_YOUR TASK_
Output the full listing again without altering anything.
########################################
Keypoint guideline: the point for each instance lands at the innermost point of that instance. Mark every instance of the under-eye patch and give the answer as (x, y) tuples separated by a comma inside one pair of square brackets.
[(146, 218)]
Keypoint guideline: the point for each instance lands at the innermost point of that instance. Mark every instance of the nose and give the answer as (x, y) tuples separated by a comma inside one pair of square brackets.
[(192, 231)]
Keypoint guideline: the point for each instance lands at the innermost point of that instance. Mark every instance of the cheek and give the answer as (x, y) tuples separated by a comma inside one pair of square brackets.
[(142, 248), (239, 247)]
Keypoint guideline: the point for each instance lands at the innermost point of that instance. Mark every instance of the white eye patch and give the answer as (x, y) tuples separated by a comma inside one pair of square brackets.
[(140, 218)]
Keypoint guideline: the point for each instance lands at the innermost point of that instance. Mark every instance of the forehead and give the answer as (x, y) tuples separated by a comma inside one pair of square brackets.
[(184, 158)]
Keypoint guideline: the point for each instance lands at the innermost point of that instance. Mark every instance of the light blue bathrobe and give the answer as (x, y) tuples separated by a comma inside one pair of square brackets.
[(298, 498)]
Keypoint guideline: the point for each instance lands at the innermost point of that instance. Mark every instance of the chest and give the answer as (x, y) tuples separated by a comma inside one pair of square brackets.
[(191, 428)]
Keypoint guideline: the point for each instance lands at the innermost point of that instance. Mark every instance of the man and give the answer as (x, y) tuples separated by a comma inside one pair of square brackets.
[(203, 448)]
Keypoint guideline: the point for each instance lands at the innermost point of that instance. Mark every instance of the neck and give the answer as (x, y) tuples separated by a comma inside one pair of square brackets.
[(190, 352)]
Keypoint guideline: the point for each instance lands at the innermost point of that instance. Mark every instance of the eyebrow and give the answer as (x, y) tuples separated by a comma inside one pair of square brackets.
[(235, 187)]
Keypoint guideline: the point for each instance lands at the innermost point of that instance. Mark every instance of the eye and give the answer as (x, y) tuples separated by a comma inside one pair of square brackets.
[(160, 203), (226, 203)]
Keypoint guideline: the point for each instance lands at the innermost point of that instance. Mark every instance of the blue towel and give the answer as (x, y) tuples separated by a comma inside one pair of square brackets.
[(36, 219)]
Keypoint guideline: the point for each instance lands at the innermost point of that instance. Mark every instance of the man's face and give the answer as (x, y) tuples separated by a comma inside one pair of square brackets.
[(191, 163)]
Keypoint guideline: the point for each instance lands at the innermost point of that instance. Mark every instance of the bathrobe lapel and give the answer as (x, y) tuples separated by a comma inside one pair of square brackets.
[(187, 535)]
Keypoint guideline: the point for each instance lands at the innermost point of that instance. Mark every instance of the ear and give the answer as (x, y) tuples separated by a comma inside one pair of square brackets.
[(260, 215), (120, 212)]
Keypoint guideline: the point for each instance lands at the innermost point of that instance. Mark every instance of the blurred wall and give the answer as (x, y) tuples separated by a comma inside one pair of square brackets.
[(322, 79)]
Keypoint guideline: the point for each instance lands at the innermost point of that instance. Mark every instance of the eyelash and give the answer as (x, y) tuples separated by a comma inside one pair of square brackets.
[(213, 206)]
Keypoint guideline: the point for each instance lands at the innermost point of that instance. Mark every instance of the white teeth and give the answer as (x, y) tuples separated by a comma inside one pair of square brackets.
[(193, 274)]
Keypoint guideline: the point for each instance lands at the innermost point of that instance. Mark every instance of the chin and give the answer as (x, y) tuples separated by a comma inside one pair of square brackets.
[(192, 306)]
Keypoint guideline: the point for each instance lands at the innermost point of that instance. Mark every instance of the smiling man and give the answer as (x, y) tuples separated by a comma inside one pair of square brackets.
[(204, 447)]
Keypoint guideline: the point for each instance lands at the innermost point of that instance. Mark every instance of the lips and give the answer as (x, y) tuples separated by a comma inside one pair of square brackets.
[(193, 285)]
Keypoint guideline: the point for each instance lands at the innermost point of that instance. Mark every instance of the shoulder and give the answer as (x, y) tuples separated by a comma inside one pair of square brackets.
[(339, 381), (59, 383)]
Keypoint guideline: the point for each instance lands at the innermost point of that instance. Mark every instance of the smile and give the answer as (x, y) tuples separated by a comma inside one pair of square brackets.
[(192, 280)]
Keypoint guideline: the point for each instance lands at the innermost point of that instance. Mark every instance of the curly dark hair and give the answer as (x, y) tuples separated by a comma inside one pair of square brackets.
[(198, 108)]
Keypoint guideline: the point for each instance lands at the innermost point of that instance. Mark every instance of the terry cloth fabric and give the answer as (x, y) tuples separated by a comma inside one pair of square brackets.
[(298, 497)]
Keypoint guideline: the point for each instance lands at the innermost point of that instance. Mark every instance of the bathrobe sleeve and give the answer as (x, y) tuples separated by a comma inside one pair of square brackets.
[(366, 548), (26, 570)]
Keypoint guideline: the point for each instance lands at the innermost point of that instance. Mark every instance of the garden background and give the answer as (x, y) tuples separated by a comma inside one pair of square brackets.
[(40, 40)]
########################################
_REPLY_
Keypoint guideline: the point for each instance lands at the innermost point of that instance. Mark every instance of the under-eye patch and give the answer as (x, y) tuples separated by a comma inside one pair of square brackets.
[(146, 218)]
Keypoint guideline: the point for each instance lands at the innermost point of that instance. Mark every instance of the nose and give the answer as (x, y) tuples separated by a comma inside one pair of square brackets.
[(192, 231)]
Keypoint guideline: the point for each instance lands at the innermost point of that instance. Mark every instance of the cheek and give the answer as (x, y) tuples separated by a comma inside one pair of square brackets.
[(142, 248), (239, 247)]
Keypoint guideline: the point for each instance lands at the innermost point of that instance. Mark every instance of the white eye patch and give the answer as (x, y) tuples separated by a comma inside one pair of square brackets.
[(140, 218)]
Keypoint guideline: the point for each instance lands at the innermost point of that instance. Mark every instance of the forehead and give the answer as (x, y) tuples separated by a comma inside one pair of square brackets.
[(184, 158)]
Keypoint guideline: the point for each instance lands at the innermost point of that instance. Mark every instance of the light blue bathrobe and give the answer as (x, y) tuples separated by a comma inside one pair of square brackets.
[(298, 498)]
Keypoint guideline: the point for each instance lands at the innermost point of that instance. Mark every instance of the chest and give the answer as (x, y) tuples separated by a comma inside one pair of square brackets.
[(191, 428)]
Keypoint guideline: the point for each instance lands at the innermost point of that instance. Mark every instance of the man and give the answer as (x, y) tuples separated by a comma inside one pair of square brackets.
[(203, 448)]
Keypoint guideline: the point for each instance lands at the innermost point of that instance. Mark every instance of the neck and give the answer as (x, y) tuples separated by a comma inside one pair of square brackets.
[(190, 352)]
Keypoint guideline: the point for each instance lands at the innermost point of that instance. Mark every instance of the eyebrow and give the answer as (x, y) tuples separated by a comma inside one pair of square brackets.
[(235, 187)]
Keypoint guideline: the point for each instance lands at the innermost point of that instance. Mark every instance of the eye and give the answer as (x, y) tuples separated by a comma inside one pair of square brackets.
[(160, 203), (226, 203)]
Keypoint guideline: the point for each instance lands at the innermost point of that instance. Mark every instance of the blue towel and give the answer as (x, y) tuples separated by a comma inside one pair of square brackets.
[(36, 219)]
Keypoint guideline: the point for each instance lands at the innermost point of that instance. Mark every instance of the man's face and give the answer as (x, y) tuples separated by a comma inside one pair of square brackets.
[(191, 163)]
Keypoint guideline: the point for each instance lands at the innermost point of that instance. Mark every instance of the bathrobe lapel and give the answer as (x, y) tuples separated by a comma inside one pair of square brackets.
[(187, 535)]
Keypoint guideline: the point for each instance lands at the innermost point of that instance. Mark every instance of the ear and give the answer as (x, y) tuples separated by a comma inside one pair of square brackets.
[(260, 215), (120, 212)]
Keypoint guideline: the point for each instance lands at the innermost point of that instance. Mark every instance of the blurred wall and give the answer as (x, y) tuples separated by a comma inside one pair of square brackets.
[(322, 79)]
Keypoint guideline: the point for each instance lands at the innermost point of that instance. Mark every instance of the eyelash and give the answer as (x, y) tuples separated by a comma inside one pair of square brackets.
[(213, 206)]
Keypoint guideline: the point for each instance lands at the innermost point of that instance. Mark every instance of the white teeth and give the answer as (x, y) tuples separated by a comma inside one pair of square brackets.
[(193, 274)]
Keypoint guideline: the point for each instance lands at the innermost point of that instance. Mark every instance of the chin and give the answer as (x, y) tuples separated by a comma inside one pair of square brackets.
[(192, 306)]
Keypoint guideline: the point for each instance lands at the innermost point of that instance. Mark every instance of the smiling man and give the answer as (x, y) tuples separated by a comma inside one pair of square brackets.
[(204, 447)]
Keypoint guideline: the point for each instance lands at the innermost point of that instance. Mark every instance of the lips and give the answer as (x, y) tuples separated by a comma inside one pair of square brackets.
[(193, 285)]
Keypoint guideline: the point for each instance lands at the innermost point of that instance. Mark every instance of the shoulder and give the answer as (x, y) tuples separated by a comma inside one pair of square brackets.
[(339, 381), (59, 383)]
Keypoint guideline: the point for each instance lands at the innermost point of that instance. Mark every instance of the smile and give the answer as (x, y) tuples separated by a comma inside one pair of square brackets.
[(192, 280)]
Keypoint guideline: the point for each instance lands at the innermost point of that instance. Mark every instance of the curly dark hair and give the answer as (x, y) tuples separated by a comma inside one pair of square brackets.
[(198, 108)]
Keypoint guideline: the point for each instance lands at the innermost point of that instance. Mark every instance of the terry cloth fabric and give the answer as (x, y) tuples separated by a comma inside one pair of square brackets.
[(298, 497)]
Keypoint guideline: the point for each instance lands at the innermost point of that instance. Mark every instance of the bathrobe sleeve and give the answer as (x, y) tuples separated by a comma inside one pair of square brackets.
[(366, 548), (26, 570)]
Keypoint guideline: the point for each instance lands at the innermost point of that instance. Mark every instance of the garden background and give the answer as (x, y) tuples separated by a comma inside one pair of square brackets.
[(40, 40)]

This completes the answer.